*REQUIRED WORK:*
Filter the lines below, keeping every one that contains the string "frame". Treat uppercase and lowercase as different.

* Start *

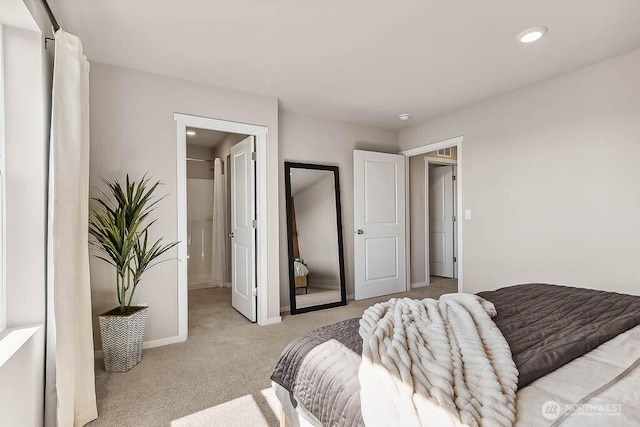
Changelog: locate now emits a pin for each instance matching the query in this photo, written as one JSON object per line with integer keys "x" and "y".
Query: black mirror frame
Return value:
{"x": 292, "y": 290}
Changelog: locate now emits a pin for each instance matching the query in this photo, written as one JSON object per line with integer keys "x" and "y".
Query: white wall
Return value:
{"x": 27, "y": 89}
{"x": 316, "y": 221}
{"x": 133, "y": 131}
{"x": 199, "y": 170}
{"x": 550, "y": 173}
{"x": 330, "y": 142}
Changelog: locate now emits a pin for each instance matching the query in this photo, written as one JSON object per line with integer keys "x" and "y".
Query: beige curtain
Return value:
{"x": 71, "y": 396}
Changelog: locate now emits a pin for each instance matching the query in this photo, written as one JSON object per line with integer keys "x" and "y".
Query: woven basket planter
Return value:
{"x": 122, "y": 337}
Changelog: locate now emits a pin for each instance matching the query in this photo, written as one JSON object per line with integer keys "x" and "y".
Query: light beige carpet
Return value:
{"x": 225, "y": 358}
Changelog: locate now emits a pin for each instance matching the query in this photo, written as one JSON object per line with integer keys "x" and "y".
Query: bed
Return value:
{"x": 577, "y": 352}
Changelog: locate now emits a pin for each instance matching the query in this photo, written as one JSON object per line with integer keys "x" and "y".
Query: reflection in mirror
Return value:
{"x": 316, "y": 266}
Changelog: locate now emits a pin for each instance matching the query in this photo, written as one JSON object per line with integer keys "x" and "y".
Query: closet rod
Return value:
{"x": 192, "y": 159}
{"x": 52, "y": 18}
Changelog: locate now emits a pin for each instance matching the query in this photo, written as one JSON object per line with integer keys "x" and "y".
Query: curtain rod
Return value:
{"x": 52, "y": 18}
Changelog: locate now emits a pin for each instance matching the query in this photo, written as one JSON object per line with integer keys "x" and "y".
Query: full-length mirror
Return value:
{"x": 314, "y": 227}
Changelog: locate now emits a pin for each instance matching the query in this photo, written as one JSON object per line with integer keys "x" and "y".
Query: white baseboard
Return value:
{"x": 419, "y": 285}
{"x": 151, "y": 344}
{"x": 271, "y": 321}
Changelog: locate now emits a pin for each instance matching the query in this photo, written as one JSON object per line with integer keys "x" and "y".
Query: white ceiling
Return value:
{"x": 206, "y": 138}
{"x": 301, "y": 179}
{"x": 358, "y": 60}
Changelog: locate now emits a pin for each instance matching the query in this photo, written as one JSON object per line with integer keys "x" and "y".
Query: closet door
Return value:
{"x": 379, "y": 224}
{"x": 243, "y": 232}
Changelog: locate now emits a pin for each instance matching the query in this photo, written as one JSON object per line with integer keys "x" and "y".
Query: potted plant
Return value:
{"x": 120, "y": 228}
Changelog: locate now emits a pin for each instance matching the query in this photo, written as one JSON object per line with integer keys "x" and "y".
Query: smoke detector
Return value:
{"x": 532, "y": 34}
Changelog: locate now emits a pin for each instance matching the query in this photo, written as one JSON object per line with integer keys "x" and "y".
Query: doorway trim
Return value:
{"x": 423, "y": 149}
{"x": 260, "y": 133}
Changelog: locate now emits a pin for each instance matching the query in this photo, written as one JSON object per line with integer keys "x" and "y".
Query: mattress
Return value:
{"x": 546, "y": 326}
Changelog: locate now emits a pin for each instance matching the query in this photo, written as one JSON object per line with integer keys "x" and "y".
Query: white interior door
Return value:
{"x": 243, "y": 234}
{"x": 379, "y": 224}
{"x": 441, "y": 224}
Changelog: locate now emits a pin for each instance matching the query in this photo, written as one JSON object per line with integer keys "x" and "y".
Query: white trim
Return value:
{"x": 149, "y": 344}
{"x": 3, "y": 231}
{"x": 440, "y": 160}
{"x": 260, "y": 133}
{"x": 12, "y": 340}
{"x": 424, "y": 149}
{"x": 457, "y": 141}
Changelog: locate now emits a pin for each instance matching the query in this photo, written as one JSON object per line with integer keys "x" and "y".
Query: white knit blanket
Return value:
{"x": 435, "y": 363}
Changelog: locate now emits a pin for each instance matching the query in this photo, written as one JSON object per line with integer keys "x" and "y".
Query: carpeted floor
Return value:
{"x": 225, "y": 358}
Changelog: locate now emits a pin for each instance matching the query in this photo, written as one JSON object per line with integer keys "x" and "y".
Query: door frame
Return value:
{"x": 452, "y": 142}
{"x": 428, "y": 161}
{"x": 260, "y": 133}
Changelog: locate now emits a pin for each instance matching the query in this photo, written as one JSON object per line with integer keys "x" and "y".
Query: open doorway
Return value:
{"x": 434, "y": 207}
{"x": 243, "y": 158}
{"x": 209, "y": 241}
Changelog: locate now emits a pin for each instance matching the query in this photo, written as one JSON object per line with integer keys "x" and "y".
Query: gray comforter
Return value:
{"x": 546, "y": 326}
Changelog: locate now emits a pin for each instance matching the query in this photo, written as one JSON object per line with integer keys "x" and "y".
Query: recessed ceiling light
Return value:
{"x": 532, "y": 34}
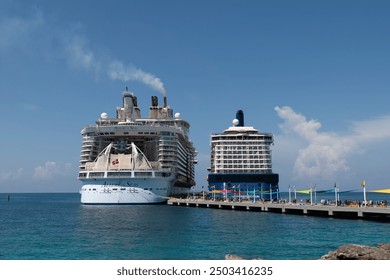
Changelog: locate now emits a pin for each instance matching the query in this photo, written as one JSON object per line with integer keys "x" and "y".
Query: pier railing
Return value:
{"x": 336, "y": 211}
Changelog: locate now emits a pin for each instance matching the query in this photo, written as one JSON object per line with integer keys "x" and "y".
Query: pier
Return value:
{"x": 335, "y": 211}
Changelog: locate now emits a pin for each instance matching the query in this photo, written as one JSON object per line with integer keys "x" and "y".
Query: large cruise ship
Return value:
{"x": 131, "y": 159}
{"x": 241, "y": 163}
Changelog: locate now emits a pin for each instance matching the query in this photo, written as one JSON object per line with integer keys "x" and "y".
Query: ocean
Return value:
{"x": 56, "y": 226}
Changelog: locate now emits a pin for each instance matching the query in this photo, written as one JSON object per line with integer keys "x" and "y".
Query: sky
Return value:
{"x": 316, "y": 74}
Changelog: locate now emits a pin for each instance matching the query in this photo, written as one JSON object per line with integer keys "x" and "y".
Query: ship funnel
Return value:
{"x": 240, "y": 117}
{"x": 165, "y": 101}
{"x": 154, "y": 101}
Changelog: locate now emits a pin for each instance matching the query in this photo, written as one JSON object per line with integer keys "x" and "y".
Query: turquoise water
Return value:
{"x": 57, "y": 226}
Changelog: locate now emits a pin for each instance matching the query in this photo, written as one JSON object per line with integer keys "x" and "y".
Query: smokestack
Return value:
{"x": 154, "y": 101}
{"x": 240, "y": 117}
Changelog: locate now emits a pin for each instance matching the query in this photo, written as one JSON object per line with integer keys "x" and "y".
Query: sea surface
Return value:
{"x": 42, "y": 226}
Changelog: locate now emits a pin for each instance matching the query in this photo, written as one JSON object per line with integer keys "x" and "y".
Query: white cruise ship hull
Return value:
{"x": 103, "y": 194}
{"x": 132, "y": 191}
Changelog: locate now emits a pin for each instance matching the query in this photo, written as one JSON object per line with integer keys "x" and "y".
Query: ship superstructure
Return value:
{"x": 241, "y": 163}
{"x": 133, "y": 159}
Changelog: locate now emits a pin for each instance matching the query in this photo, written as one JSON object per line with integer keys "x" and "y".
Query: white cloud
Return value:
{"x": 325, "y": 155}
{"x": 50, "y": 170}
{"x": 79, "y": 55}
{"x": 11, "y": 176}
{"x": 117, "y": 71}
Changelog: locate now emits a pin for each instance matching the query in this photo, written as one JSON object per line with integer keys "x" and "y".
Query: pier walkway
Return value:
{"x": 363, "y": 212}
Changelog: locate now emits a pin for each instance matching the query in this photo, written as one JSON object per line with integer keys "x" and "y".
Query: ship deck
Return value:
{"x": 334, "y": 211}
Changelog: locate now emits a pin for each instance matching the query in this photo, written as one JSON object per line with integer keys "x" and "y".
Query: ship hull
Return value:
{"x": 131, "y": 191}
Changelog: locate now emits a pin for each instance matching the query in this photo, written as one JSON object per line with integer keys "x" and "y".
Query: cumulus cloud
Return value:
{"x": 50, "y": 170}
{"x": 324, "y": 155}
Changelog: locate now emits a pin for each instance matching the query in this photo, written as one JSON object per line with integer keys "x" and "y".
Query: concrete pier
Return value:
{"x": 365, "y": 212}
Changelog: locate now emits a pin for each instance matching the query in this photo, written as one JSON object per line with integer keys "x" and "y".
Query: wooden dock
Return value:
{"x": 365, "y": 212}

* End *

*EXERCISE ANSWER:*
Query: black mirror frame
Query: door frame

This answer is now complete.